===== DATA EXCERPTS =====

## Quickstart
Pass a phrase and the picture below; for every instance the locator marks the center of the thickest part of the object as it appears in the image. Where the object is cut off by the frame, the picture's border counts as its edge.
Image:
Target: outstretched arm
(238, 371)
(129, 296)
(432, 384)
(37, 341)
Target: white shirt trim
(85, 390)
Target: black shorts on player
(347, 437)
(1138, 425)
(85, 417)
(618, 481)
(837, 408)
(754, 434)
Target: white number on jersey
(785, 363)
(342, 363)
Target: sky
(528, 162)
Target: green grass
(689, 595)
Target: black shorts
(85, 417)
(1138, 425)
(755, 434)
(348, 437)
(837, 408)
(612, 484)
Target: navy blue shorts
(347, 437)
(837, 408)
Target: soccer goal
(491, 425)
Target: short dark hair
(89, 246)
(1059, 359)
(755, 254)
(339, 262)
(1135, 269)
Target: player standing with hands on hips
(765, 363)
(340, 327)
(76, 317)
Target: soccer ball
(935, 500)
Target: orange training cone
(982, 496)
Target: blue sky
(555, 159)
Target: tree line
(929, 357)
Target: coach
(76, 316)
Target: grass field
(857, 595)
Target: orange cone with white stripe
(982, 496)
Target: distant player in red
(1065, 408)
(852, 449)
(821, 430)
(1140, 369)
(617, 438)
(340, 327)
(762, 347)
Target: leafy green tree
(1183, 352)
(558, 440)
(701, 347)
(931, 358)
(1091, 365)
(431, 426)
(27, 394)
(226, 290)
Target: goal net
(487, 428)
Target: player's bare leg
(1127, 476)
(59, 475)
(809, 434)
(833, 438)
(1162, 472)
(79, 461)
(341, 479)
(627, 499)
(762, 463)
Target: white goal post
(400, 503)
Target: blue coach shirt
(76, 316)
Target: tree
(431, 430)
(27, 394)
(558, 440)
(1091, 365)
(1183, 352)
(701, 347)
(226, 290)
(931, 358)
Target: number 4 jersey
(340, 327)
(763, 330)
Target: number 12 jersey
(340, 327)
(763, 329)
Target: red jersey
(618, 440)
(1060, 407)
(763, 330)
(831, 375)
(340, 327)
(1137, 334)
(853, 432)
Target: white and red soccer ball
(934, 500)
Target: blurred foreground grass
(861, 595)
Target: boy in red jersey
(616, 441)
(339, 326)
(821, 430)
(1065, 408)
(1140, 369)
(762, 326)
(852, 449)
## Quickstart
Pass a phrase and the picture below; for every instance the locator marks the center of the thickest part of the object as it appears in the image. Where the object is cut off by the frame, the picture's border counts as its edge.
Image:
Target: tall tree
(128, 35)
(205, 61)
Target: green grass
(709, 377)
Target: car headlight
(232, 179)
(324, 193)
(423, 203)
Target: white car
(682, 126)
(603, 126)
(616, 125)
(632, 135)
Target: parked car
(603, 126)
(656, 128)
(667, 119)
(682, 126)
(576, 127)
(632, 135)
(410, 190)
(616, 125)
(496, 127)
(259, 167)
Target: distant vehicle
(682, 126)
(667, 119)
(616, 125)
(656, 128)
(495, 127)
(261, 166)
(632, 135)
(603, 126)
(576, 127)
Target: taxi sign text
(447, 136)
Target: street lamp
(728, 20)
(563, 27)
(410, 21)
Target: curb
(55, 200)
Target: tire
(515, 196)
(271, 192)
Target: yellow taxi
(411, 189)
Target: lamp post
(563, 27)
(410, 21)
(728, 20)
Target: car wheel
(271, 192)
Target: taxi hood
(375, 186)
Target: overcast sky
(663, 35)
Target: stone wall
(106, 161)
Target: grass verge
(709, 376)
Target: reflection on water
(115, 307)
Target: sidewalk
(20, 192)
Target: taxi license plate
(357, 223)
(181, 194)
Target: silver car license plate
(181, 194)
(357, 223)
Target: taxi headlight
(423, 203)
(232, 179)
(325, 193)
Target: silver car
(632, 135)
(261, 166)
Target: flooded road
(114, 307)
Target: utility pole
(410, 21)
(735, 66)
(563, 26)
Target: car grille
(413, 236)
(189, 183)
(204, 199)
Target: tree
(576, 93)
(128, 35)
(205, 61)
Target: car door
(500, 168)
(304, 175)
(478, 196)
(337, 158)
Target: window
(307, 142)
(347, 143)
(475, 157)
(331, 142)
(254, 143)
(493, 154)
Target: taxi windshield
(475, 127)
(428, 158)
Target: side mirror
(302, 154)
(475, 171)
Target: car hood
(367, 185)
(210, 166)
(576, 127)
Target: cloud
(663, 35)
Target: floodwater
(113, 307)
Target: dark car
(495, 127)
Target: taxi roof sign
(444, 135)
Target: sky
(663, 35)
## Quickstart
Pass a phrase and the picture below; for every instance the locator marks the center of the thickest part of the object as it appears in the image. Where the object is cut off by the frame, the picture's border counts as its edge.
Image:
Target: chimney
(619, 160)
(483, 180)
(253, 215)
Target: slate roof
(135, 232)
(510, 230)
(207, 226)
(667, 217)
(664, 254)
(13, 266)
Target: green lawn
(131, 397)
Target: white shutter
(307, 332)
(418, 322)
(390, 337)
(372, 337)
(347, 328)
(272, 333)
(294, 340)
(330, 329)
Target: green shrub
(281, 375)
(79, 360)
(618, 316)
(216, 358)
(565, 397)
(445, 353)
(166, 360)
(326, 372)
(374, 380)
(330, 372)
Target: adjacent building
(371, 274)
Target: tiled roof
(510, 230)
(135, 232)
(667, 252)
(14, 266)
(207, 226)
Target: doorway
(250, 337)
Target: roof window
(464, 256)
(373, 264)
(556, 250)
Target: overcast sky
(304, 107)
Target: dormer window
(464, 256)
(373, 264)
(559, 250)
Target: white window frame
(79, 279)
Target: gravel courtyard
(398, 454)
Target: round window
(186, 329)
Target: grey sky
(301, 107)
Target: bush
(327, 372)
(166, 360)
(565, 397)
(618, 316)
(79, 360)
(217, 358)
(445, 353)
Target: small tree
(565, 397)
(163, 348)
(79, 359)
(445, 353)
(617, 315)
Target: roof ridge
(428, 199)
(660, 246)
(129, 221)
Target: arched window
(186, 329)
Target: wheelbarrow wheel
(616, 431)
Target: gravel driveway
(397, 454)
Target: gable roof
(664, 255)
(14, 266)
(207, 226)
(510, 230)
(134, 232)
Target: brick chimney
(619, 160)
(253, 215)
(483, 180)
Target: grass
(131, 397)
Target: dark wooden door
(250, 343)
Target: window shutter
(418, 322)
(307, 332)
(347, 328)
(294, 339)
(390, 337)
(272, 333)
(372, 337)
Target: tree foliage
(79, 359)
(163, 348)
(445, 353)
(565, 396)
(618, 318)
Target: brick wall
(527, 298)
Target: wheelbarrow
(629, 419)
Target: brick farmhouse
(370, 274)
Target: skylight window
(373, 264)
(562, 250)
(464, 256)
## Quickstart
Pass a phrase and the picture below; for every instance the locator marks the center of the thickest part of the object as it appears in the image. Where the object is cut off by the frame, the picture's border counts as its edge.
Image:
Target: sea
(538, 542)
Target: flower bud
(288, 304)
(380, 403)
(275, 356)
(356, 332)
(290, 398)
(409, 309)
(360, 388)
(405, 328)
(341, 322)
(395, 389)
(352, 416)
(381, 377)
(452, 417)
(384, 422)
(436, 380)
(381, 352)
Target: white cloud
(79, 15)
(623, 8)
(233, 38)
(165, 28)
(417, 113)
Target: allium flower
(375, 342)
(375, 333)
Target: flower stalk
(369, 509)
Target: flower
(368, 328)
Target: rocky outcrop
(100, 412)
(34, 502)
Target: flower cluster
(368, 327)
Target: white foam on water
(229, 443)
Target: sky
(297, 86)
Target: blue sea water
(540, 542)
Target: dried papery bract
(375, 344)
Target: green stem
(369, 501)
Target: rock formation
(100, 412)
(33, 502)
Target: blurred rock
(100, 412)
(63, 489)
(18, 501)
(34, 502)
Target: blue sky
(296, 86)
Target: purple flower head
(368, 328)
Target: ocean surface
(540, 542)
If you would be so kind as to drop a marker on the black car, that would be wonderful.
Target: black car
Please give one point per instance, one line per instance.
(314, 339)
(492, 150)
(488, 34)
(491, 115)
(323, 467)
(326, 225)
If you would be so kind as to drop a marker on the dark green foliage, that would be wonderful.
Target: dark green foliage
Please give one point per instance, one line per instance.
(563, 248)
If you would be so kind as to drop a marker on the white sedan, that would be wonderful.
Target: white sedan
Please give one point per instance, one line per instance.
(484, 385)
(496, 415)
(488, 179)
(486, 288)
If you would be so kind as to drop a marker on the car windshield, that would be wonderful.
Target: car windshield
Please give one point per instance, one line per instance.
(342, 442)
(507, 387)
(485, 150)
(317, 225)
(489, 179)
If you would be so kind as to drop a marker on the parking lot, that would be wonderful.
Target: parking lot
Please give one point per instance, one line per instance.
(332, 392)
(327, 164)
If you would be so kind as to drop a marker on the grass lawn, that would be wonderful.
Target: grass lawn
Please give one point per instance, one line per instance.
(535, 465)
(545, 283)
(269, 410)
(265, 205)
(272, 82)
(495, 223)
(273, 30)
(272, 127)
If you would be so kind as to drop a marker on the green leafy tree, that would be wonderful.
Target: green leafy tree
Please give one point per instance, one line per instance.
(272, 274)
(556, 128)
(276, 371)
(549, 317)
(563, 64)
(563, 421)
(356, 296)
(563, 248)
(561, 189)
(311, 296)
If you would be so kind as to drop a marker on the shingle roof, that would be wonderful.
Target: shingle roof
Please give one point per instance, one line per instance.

=====

**ACTIVITY**.
Please transcribe exactly the line containing "Target: green leafy tree" and every line after it to the end of the data, and no other lines.

**TASK RESPONSE**.
Target: green leafy tree
Please give one point per instance, one line per instance.
(272, 274)
(556, 128)
(276, 371)
(549, 317)
(563, 64)
(563, 421)
(356, 296)
(563, 248)
(561, 189)
(311, 296)
If you would be so kind as to drop a marker on the shingle roof, that would be wonderful.
Target: shingle roof
Please give one point per instance, one line per instance.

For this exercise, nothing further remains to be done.